▶ _Data records_
:::::
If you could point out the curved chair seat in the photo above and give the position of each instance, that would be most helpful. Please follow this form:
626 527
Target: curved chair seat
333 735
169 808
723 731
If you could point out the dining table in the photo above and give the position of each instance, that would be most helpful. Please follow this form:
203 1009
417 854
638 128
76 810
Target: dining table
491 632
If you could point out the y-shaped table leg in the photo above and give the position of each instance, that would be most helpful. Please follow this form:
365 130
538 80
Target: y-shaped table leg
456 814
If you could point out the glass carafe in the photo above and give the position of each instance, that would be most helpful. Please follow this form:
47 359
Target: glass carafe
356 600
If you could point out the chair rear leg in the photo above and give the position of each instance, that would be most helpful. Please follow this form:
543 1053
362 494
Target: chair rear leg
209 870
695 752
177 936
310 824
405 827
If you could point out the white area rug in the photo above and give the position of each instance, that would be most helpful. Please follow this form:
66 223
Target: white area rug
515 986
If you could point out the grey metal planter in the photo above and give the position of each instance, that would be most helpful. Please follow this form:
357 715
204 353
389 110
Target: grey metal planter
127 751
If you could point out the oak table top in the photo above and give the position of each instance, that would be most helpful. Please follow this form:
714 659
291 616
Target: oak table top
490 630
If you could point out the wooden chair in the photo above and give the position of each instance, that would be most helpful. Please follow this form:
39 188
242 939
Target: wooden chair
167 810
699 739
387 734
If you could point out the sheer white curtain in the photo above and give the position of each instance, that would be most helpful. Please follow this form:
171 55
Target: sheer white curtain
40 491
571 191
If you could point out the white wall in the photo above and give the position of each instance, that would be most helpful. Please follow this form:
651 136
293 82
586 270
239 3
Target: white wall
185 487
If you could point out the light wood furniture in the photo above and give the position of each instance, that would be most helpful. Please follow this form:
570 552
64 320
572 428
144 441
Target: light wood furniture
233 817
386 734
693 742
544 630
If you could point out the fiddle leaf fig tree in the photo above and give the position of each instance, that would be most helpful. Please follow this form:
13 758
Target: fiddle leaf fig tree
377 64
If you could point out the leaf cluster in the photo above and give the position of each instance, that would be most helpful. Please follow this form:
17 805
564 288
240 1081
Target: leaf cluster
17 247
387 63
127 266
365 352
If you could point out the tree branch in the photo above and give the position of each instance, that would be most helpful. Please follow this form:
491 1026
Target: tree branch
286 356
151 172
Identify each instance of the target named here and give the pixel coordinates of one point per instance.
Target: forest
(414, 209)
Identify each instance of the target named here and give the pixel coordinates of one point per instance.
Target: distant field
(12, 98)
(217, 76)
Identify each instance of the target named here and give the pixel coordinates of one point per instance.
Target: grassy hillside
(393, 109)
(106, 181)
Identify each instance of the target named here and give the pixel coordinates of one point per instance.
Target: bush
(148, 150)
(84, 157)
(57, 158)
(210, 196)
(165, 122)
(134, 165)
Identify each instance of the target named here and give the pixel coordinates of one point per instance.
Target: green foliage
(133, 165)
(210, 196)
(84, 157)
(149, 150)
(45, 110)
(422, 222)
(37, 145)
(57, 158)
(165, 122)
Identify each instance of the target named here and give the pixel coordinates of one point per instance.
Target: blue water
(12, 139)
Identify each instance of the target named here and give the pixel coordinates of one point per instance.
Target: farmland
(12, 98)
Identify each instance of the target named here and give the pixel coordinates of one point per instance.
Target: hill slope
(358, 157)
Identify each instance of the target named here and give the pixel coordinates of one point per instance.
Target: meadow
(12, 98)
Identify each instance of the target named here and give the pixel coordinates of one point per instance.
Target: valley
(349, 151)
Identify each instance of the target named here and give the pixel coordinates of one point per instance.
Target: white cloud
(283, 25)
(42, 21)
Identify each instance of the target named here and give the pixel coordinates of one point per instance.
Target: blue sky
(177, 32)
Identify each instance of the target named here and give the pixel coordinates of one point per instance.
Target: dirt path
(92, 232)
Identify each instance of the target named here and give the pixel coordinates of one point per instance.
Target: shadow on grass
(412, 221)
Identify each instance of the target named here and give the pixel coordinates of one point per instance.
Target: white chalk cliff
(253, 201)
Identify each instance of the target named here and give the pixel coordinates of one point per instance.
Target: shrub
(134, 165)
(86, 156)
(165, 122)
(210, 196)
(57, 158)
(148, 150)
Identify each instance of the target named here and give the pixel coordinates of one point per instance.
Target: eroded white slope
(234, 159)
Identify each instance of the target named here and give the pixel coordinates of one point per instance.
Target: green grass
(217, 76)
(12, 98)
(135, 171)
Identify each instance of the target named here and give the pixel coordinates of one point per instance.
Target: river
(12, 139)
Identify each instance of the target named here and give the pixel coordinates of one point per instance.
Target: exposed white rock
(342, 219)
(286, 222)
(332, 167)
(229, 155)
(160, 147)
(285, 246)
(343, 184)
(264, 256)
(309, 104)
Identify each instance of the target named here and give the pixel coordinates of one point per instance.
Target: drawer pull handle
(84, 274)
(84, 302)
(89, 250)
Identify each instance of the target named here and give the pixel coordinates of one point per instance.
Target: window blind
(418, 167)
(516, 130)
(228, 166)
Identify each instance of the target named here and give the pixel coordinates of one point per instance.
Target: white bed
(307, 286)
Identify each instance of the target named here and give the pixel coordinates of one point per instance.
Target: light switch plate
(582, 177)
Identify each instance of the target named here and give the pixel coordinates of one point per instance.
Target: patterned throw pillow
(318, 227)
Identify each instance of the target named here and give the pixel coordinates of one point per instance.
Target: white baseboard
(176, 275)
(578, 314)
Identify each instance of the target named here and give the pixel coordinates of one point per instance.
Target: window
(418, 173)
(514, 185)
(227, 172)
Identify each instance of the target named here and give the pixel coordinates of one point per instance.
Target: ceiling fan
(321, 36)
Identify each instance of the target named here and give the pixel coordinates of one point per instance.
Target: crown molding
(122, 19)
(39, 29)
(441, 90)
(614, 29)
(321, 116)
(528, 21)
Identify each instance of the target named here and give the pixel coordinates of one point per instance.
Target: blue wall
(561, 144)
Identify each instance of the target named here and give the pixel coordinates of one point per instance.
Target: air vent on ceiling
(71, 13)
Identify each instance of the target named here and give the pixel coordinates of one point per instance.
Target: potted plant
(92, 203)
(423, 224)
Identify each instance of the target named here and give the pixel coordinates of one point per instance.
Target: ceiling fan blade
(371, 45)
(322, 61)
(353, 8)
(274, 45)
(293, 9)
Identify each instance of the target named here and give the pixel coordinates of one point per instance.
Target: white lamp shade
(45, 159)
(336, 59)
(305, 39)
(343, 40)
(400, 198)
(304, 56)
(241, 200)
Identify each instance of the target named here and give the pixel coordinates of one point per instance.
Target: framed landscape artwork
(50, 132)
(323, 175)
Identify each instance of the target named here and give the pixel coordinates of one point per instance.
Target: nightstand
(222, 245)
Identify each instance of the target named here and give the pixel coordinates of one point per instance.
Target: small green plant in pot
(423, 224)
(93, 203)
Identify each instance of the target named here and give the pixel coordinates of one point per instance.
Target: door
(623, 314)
:::::
▶ _To do_
Nothing in the records may be left out; transcribe all of them exactly.

▶ _Output for this exercise_
If you could point out the curved chair seat in the photo above and give the position of each instance, that would be most helpful. Please follow this form:
626 527
Target: curved chair seat
333 735
169 808
723 731
If you could point out the dining table in the photo above and give the position of each instance, that would be most helpful. Please follow this form:
203 1009
417 854
638 128
76 810
Target: dining table
491 632
If you could point out the y-shaped table leg in the photo above and give the position of each instance, that would be most helpful. Please follow this form:
365 130
538 80
Target: y-shaped table leg
456 814
If you could point out the glass carafe in the photo above and give the position of each instance, that would be most helpful. Please follow this form:
47 359
Target: glass carafe
356 600
If you could point out the chair rear leg in the photo above and give the position of each instance, that would be most helpful. Please follow this form:
543 1053
362 494
Target: chair rear leg
209 870
695 752
177 936
310 824
405 827
If you could point out the white area rug in the photo above and give the position of each instance, that would be most helpful. Please follow this form:
66 223
Target: white area rug
515 986
If you could point out the grey metal planter in the photo above and give the position of each instance, that would be most helpful. Please follow this form:
357 715
204 353
389 110
Target: grey metal planter
127 751
If you could point out the oak table top in the photo above and give the position of each instance, that would be most helpful. Please follow this form:
714 659
291 616
Target: oak table top
490 630
If you could point out the wooden chair in the photo above and give the position of each instance, that would be most helpful. Please follow this form:
39 188
242 939
Target: wooden chair
167 810
699 739
387 734
If you could point out the sheer white curtain in the photo above and give the position of each instance, that would be most helpful. Please follow this form:
171 55
Target: sheer white curtain
40 491
571 191
If you could point out the white wall in the photo above and give the position of each instance, that would be most helpful. Please follow this form:
651 136
293 82
586 270
239 3
Target: white wall
185 487
If you could point out the light wood furniture in the photo above and give the position of each instance, that would be most helpful. Please follow this form:
570 552
64 320
572 428
144 441
Target: light wood furniture
233 817
386 734
693 742
544 630
If you could point out the fiddle leaf fig tree in the photo above and give the position of each instance, that would be most helpful. Please follow this form:
13 758
Target: fiddle leaf fig tree
377 64
If you could point out the leaf cluster in the photo above and give the position of each instance, that would be most helpful. Please follow this form:
17 805
564 288
240 1081
Target: leaf cluster
17 247
387 63
127 266
365 352
If you could point out the tree branch in the photo above and give the position of each instance, that would be most helpful. Please follow this form:
491 1026
Target: tree branch
286 356
151 172
Identify each instance of the target named here and give the pixel coordinates of one point per instance.
Target: forest
(414, 209)
Identify each instance of the target named here and give the pixel coordinates of one point per instance.
Target: distant field
(12, 98)
(217, 76)
Identify each instance of the target named here and give the pixel coordinates of one point per instance.
Target: grassy hillside
(393, 109)
(106, 181)
Identify each instance of the target named here and give the pixel coordinates of one point per instance.
Target: bush
(148, 150)
(84, 157)
(57, 158)
(210, 196)
(165, 122)
(134, 165)
Identify each instance of the target named here and give the pixel coordinates of one point per instance.
Target: green foliage
(133, 165)
(210, 196)
(84, 157)
(149, 150)
(45, 110)
(422, 222)
(37, 145)
(57, 158)
(165, 122)
Identify each instance of the target named here and give the pixel coordinates of one point per instance.
Target: blue water
(12, 139)
Identify each instance of the target named here and give the pixel coordinates of one point per instance.
Target: farmland
(12, 98)
Identify each instance of the target named here and give the pixel coordinates of one point per instance.
Target: hill slope
(358, 157)
Identify each instance of the target named here and give the pixel coordinates of one point per instance.
Target: meadow
(12, 98)
Identify each instance of the target named here and give the pixel coordinates of one point per instance.
Target: valley
(349, 151)
Identify each instance of the target named here and give the pixel coordinates of one point per instance.
Target: white cloud
(283, 25)
(42, 21)
Identify each instance of the target named here and give the pixel coordinates of one point per instance.
Target: blue sky
(177, 32)
Identify each instance of the target named here and give the pixel coordinates of one point per instance.
Target: dirt path
(92, 232)
Identify each instance of the target named here and give the pixel coordinates of one point per instance.
Target: shadow on grass
(412, 221)
Identify each instance of the target named here and give the pixel coordinates of one point per instance.
Target: white chalk cliff
(253, 201)
Identify each instance of the target named here and give the pixel coordinates of one point per instance.
Target: shrub
(134, 165)
(86, 156)
(165, 122)
(210, 196)
(57, 158)
(148, 150)
Identify each instance of the target named here and give the pixel coordinates of one point per instance.
Target: eroded white slope
(234, 159)
Identify each instance of the target named here and give the pixel coordinates of one point per instance.
Target: green grass
(217, 76)
(12, 98)
(135, 171)
Identify each instance of the target named here and give the pixel coordinates of one point per instance.
Target: river
(12, 139)
Identify each instance of the target named here and give the pixel coordinates of one point per instance.
Target: exposed white rock
(342, 219)
(286, 222)
(332, 167)
(229, 155)
(160, 147)
(285, 246)
(343, 184)
(264, 256)
(309, 104)
Identify each instance of the target named here and give the pixel coordinates of one point per instance.
Target: drawer pull handle
(84, 274)
(84, 302)
(89, 250)
Identify each instance of the target named here and give the pixel coordinates of one point per instance.
Target: window blind
(418, 167)
(516, 130)
(228, 166)
Identify each instance of the target named here and give the pixel coordinates of one point per instance.
Target: white bed
(307, 286)
Identify each instance of the target named here and give the pixel coordinates of one point per instance.
Target: light switch plate
(582, 177)
Identify each instance of the target named here and give the pixel coordinates of one point per instance.
Target: patterned throw pillow
(318, 227)
Identify each instance of the target named here and give the pixel coordinates of one point per instance.
Target: white baseboard
(176, 275)
(578, 314)
Identify each instance of the target named here and give the pixel coordinates of one point per instance.
Target: window
(418, 173)
(514, 185)
(227, 172)
Identify each instance of the target named here and give the pixel coordinates of one point per instance.
Target: ceiling fan
(321, 36)
Identify each instance of the target named here and give the pixel coordinates of one point per instance.
Target: crown molding
(122, 19)
(39, 29)
(441, 90)
(614, 29)
(321, 116)
(528, 21)
Identify each instance of the target named here and give the pixel coordinates of one point per instance.
Target: blue wall
(561, 144)
Identify each instance of the target named here and give the pixel coordinates of one point per instance.
Target: air vent on ceiling
(71, 13)
Identify each instance of the target named here and give the pixel coordinates of one point per instance.
Target: potted plant
(92, 203)
(423, 224)
Identify each instance of the target named here and give the pixel coordinates of one point per instance.
Target: ceiling fan blade
(371, 45)
(322, 61)
(353, 8)
(274, 45)
(293, 9)
Identify each instance of the target named here and give the pixel coordinates of one point per instance.
Target: white lamp shade
(45, 159)
(336, 59)
(305, 39)
(343, 40)
(400, 198)
(304, 56)
(241, 200)
Identify each instance of the target named here and give the pixel coordinates of one point per instance.
Target: framed landscape artwork
(50, 132)
(323, 175)
Identify each instance of the target named here and give the pixel coordinates of one point per instance.
Target: nightstand
(222, 245)
Identify each instance of the target named here and give the pixel coordinates of one point per instance.
Target: small green plant in pot
(423, 224)
(93, 203)
Identify each instance of the target named here and give the pixel coordinates of one point per instance.
Target: door
(623, 314)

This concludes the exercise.